Toutes les organisations sont conscientes du poids symbolique de leur unité, dont le symbole le plus éclatant est le partenariat noué entre Philippe Martinez et son homologue de la CFDT Laurent Berger. Dans le défilé parisien de ce jeudi, ils ont posé côte à côte tous les deux en tête du carré officiel, engrangeant les images historiques – sur les retraites, on ne trouvait plus ni accord syndical, ni harmonie entre CFDT et CGT, depuis 2010.

Interrogé par Mediapart dans la manifestation, Laurent Berger a revendiqué sa bonne entente – réelle, les deux hommes s’apprécient – avec « Philippe », et martelé la détermination de son organisation : « Nous sommes en accord [avec la CGT] pour dire qu’on est contre le report de l’âge légal de départ en retraite », a-t-il assuré, poursuivant : « Cette réforme est néfaste pour les travailleurs, notamment pour les travailleurs qui sont dans les situations les plus difficiles. »

....

_Énoncé du problème_
Poursuivez l'extrait ci-dessus sur l'unité syndicale contre la réforme des retraites, en reprenant après sa dernière phrase.

....

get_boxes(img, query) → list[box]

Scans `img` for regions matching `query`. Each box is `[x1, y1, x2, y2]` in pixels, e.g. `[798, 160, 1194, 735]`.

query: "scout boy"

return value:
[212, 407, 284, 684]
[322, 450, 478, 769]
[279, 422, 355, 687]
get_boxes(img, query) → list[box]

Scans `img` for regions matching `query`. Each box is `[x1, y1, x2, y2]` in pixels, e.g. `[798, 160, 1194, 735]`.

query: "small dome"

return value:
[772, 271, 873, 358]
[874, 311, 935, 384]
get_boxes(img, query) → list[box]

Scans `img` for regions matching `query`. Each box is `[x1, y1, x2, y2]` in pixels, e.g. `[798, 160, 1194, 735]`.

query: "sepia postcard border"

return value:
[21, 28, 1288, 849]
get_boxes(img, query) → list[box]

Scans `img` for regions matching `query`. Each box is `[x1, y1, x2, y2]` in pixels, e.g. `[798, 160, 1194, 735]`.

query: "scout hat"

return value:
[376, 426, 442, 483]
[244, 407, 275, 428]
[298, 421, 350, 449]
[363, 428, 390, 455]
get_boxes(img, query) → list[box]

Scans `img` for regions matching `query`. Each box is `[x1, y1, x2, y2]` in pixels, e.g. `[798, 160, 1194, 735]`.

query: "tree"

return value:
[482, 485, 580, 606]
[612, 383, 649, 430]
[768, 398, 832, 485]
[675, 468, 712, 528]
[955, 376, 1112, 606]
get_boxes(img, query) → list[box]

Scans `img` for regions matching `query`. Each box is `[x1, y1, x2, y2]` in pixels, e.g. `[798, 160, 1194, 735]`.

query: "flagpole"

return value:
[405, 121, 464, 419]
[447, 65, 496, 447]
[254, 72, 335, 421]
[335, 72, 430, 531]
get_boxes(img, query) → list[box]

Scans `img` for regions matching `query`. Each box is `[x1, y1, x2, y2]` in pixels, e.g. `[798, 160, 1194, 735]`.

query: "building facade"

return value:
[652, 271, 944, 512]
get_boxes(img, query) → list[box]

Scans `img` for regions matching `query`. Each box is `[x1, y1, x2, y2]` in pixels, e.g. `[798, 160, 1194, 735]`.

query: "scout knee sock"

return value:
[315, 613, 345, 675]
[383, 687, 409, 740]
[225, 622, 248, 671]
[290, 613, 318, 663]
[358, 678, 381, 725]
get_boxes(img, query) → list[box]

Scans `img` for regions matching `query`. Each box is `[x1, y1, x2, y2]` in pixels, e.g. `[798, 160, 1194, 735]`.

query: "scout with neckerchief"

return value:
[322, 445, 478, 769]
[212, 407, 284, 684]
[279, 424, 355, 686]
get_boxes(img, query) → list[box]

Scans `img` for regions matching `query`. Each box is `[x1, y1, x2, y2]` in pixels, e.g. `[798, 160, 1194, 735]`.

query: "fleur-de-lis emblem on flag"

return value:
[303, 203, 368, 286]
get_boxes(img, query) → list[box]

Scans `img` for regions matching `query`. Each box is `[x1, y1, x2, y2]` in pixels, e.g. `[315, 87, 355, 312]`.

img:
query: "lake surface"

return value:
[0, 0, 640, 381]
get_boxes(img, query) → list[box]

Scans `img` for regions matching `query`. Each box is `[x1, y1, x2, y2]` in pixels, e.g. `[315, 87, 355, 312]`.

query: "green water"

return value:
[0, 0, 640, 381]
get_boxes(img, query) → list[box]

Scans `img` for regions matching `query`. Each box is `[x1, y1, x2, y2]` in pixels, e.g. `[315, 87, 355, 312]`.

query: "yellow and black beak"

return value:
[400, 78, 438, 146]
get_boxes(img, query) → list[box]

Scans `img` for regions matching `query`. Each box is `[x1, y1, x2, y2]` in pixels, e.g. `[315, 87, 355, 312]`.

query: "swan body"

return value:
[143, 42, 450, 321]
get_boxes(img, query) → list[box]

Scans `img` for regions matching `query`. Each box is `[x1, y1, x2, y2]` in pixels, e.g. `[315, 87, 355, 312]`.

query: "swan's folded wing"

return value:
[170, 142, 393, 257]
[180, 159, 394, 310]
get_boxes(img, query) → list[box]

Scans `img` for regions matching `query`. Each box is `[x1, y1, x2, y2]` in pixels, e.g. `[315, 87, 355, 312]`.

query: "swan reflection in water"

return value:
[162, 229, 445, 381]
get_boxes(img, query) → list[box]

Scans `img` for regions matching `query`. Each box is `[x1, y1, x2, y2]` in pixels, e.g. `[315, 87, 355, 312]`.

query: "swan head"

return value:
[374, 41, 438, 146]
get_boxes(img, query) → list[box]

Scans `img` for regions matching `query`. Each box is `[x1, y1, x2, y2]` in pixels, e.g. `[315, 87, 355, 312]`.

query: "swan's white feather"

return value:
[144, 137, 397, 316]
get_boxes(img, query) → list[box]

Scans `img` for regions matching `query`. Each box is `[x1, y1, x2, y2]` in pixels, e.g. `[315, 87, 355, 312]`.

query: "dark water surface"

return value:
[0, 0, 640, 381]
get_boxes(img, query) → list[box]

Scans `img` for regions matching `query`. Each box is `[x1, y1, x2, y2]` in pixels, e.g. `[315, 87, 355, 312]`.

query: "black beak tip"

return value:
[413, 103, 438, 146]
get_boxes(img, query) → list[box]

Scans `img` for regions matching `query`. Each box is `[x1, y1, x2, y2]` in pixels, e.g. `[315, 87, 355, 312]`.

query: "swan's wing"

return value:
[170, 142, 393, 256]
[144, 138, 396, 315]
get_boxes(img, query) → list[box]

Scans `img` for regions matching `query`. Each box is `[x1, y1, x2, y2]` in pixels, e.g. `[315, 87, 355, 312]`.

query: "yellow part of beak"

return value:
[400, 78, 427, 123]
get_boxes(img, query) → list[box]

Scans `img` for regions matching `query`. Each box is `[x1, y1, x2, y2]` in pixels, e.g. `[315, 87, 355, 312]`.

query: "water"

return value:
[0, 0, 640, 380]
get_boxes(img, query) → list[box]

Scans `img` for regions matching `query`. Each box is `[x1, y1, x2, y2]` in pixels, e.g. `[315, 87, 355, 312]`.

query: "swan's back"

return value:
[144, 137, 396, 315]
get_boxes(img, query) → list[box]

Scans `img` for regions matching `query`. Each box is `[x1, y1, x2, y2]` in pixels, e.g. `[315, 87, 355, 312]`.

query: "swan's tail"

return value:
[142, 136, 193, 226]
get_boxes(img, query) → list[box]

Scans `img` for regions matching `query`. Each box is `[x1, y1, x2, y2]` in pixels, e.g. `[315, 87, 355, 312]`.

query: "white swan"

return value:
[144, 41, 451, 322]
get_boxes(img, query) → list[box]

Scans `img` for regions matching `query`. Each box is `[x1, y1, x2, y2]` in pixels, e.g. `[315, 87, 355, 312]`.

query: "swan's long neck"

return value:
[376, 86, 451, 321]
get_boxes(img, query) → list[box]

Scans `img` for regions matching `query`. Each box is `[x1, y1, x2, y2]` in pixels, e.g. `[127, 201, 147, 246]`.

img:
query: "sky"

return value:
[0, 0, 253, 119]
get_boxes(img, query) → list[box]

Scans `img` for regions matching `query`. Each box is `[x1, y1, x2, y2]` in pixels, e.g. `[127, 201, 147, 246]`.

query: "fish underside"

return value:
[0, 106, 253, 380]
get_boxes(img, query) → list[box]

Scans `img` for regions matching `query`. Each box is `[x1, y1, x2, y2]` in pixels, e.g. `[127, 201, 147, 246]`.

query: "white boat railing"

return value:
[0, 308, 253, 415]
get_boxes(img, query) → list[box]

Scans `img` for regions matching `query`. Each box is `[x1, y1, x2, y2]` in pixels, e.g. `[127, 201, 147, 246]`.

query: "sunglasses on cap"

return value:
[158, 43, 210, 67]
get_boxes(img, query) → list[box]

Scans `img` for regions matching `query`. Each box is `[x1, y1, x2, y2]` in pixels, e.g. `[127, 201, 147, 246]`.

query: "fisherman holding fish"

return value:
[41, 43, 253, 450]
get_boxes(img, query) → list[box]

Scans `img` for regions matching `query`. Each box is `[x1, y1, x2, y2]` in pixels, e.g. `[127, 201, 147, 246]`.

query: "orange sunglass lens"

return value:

....

_Résultat obtenu_
Les partis de gauche ont également affiché leur union à Paris. Marine Tondelier, secrétaire nationale d’Europe Écologie-Les Verts, Fabien Roussel, secrétaire national du Parti communiste, Olivier Faure, premier secrétaire du Parti socialiste ou encore Mathilde Panot, présidente du groupe parlementaire de La France insoumise, étaient présents sur la photo de famille. Jean-Luc Mélenchon, lui, a défilé à Marseille (Bouches-du-Rhône). 

« Le moment est venu de relever la tête. Depuis 2010, il n’y avait pas eu une telle union, il faut la chérir », a déclaré Marine Tondelier, annonçant déjà « le début de la fin du macronisme ».

L’union dans la durée entre tous les syndicats et les partis de gauche sera sans doute nécessaire pour ébranler le pouvoir, si l’on en croit les premières réactions d’Emmanuel Macron. Parlant jeudi après-midi depuis Barcelone, où une grande partie de l’exécutif était réuni pour célébrer la bonne entente franco-espagnole, le président n’a pour l’heure pas dévié de sa ligne.

« Si nous voulons être justes entre les générations et sauver notre système par répartition, nous devons faire cette réforme », a-t-il assuré. Il a aussi affirmé que « les choses avaient été dites clairement » au moment des élections présidentielle et législatives, estimant que la réforme avait « donc été démocratiquement présentée, validée ».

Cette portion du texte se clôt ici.